### PASSAGE GIVEN
◆ ◆ ◆

Listen Up

J. Cole's Eyez Only focuses on mortality

Album cover for J. Cole's "4 Your Eyez Only"
Album cover for J. Cole's "4 Your Eyez Only"

A-J. Cole

4 Your Eyez Only

Dreamville

photo

Album cover for "The Hamilton Mixtape"

photo

Album cover for Dawn Richard's "Redemption"

J. Cole's latest unfolds like an old journal that has been unearthed and shared with an audience of one -- you, or, more importantly, the daughter of a friend whose shooting death ties the rapper's latest set together.

"Bloodshed done turned the city to a battlefield/I call it poison, you call it real," Cole raps on "Change," before narrating the final moments in the life of James McMillan Jr., whose life was cut short at 22. The fragility of life -- particularly that of young black men who too often are felled by violence -- shapes the frustration and desperation that permeates the album.

Cole's latest is low on frills and rich with introspection. If sincerity and storytelling matter more than sensationalism, fans will find 4 Your Eyez Only to be solid, if sometimes slow-moving.

It opens ominously, with Cole facing his own mortality on "For Whom the Bell Tolls." On the powerful "Neighbors," Cole raps that any black man can be "a candidate for a Trayvon [Martin] kinda fate/Even when your crib sit on a lake."

But for all the looming dangers, Cole has hope. He's unguarded and in love on the delicate "She's Mine, Pt. 1" and "She's Mine, Pt. 2."

Over the course of nearly 9 minutes, the title song relays a heartfelt and frank message from McMillan to his daughter. The meandering, jazz-tinged track is tragic, touching, wise -- and a little bit sleepy -- everything that Cole's album is.

Hot tracks: "Neighbors," "She's Mine, Pt. 1," "Change," "4 Your Eyez Only"

-- MELANIE SIMS

The Associated Press

A-Various artists

The Hamilton Mixtape

Atlantic

Hamilton creator Lin-Manuel Miranda says The Hamilton Mixtape is the first of at least two in which he and a star-studded cast of collaborators ranging from The Roots to Sia and Miguel employ a variety of strategies to bring the show's music and message into the mainstream.

◆ ◆ ◆

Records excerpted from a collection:
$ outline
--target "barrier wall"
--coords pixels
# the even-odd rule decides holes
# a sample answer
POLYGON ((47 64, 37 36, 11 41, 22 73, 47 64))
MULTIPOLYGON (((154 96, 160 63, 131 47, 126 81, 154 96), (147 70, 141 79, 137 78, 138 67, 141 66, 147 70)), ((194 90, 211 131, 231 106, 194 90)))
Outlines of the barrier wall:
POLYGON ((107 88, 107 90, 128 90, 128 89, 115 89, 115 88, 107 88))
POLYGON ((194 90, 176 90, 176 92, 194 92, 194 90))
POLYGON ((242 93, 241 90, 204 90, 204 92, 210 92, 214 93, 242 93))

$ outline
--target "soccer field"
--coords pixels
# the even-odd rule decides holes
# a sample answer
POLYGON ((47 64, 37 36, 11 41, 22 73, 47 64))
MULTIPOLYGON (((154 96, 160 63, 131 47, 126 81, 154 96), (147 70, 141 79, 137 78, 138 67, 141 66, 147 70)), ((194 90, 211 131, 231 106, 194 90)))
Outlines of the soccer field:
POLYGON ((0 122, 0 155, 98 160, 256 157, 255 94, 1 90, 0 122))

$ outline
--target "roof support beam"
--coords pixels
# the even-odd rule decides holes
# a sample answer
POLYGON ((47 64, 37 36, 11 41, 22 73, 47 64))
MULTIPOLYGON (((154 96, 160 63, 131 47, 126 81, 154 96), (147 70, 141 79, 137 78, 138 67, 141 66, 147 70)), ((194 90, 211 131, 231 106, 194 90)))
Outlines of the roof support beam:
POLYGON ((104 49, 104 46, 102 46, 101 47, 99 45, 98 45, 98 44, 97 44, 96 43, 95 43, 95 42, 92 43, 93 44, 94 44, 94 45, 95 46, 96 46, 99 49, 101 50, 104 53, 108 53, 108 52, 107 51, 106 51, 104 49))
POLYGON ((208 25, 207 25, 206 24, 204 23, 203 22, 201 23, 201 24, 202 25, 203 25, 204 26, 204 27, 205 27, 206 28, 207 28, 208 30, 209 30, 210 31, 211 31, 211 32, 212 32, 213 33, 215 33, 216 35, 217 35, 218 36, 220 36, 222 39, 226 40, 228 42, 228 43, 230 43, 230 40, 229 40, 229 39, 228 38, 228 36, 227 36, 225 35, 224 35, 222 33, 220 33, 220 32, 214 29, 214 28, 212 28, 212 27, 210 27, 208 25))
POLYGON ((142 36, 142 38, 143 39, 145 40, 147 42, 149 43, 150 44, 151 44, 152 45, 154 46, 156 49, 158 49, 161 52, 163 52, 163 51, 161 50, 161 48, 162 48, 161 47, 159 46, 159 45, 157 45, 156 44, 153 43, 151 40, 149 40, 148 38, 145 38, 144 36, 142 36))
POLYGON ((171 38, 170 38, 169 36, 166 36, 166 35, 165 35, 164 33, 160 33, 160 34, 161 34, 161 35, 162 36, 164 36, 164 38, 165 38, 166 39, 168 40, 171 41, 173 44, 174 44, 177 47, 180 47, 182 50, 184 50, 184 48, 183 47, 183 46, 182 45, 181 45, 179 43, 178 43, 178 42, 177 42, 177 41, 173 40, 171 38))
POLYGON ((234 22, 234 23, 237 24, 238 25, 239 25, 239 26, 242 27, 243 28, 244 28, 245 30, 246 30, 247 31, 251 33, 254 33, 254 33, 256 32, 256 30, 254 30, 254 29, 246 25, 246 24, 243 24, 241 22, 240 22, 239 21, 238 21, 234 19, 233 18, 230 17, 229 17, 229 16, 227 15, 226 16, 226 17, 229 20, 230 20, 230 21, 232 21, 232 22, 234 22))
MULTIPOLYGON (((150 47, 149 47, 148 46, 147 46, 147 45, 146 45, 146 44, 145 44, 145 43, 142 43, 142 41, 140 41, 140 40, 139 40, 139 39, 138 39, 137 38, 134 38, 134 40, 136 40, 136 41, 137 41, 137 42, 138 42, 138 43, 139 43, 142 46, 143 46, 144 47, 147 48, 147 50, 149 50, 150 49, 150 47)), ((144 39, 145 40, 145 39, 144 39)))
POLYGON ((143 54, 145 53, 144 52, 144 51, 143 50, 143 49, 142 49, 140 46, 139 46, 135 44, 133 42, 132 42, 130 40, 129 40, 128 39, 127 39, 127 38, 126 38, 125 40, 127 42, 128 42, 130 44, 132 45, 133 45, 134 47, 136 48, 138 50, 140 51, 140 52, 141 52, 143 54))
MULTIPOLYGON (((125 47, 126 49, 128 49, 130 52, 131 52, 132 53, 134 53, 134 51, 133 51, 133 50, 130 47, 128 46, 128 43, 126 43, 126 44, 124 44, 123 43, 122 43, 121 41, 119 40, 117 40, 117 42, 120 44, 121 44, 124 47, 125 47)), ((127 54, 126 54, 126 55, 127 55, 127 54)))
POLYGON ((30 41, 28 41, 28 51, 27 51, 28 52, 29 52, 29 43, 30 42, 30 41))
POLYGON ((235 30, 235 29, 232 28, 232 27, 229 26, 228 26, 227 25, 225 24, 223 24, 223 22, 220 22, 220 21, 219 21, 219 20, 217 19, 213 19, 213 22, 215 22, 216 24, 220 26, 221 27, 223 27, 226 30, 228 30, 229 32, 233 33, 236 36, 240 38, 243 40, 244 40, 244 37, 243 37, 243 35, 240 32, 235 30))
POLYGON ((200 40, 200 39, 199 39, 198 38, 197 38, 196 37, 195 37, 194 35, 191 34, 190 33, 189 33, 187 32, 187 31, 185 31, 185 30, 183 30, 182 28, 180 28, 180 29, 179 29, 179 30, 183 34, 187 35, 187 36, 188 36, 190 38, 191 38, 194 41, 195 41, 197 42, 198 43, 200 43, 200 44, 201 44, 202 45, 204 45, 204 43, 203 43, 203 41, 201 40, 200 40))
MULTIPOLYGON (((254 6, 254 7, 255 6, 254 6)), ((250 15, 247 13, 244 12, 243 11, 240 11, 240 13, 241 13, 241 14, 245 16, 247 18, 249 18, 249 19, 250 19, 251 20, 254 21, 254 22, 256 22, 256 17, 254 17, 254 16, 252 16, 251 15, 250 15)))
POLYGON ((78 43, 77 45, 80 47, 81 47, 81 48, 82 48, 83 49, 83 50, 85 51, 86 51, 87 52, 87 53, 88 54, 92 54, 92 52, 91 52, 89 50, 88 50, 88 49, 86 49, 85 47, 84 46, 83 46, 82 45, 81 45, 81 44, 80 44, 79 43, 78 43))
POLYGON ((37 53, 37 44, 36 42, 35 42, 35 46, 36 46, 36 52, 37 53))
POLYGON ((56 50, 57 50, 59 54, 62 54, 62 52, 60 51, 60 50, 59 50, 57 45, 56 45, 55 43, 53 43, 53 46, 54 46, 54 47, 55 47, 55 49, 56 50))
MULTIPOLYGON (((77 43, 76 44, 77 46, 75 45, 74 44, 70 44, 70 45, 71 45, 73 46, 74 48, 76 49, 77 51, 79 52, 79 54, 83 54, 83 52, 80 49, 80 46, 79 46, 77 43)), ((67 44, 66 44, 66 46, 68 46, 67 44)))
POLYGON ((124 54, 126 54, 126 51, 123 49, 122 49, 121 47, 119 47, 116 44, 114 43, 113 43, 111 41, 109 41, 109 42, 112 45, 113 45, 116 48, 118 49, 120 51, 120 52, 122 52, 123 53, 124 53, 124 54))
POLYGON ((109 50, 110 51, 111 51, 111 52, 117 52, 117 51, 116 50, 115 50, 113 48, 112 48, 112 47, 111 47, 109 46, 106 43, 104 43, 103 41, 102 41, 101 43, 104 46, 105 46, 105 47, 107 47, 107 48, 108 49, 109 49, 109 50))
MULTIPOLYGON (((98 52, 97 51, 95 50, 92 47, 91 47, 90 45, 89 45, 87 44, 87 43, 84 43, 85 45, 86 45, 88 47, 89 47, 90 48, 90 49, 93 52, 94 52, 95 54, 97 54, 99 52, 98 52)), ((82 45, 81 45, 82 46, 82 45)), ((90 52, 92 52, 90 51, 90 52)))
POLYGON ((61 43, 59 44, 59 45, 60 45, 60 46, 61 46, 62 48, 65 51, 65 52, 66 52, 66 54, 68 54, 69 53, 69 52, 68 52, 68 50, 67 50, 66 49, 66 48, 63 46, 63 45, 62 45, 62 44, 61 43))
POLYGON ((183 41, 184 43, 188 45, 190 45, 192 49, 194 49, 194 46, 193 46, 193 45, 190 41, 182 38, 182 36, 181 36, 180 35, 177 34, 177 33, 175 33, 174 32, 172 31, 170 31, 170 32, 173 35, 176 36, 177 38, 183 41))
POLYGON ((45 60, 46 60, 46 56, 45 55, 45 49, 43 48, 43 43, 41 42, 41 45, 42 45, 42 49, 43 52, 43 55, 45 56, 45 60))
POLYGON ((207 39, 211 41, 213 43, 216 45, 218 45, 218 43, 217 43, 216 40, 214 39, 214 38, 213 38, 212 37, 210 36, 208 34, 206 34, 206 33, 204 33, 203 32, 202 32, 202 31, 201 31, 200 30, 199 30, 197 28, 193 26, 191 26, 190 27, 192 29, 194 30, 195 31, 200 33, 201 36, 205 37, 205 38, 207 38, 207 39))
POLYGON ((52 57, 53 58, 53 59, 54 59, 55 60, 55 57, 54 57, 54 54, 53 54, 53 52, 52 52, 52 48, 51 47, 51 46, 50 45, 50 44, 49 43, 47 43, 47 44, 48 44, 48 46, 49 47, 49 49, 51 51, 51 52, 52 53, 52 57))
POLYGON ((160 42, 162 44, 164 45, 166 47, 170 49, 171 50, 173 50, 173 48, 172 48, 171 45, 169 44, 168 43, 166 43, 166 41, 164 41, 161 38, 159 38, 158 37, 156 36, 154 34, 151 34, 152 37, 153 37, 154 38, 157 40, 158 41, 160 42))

◆ ◆ ◆

### BRIEF 1
In the album reviews, rewrite the part that opens with the words containing "-- MELANIE SIMS" and closes with "into the mainstream.", changing "star-studded" to "celebrated".
### BRIEF 2
According to the album reviews, at what age was James McMillan Jr.'s life cut short?

### FULL RESPONSE 1
-- MELANIE SIMS

The Associated Press

A-Various artists

The Hamilton Mixtape

Atlantic

Hamilton creator Lin-Manuel Miranda says The Hamilton Mixtape is the first of at least two in which he and a celebrated cast of collaborators ranging from The Roots to Sia and Miguel employ a variety of strategies to bring the show's music and message into the mainstream.

### FULL RESPONSE 2
22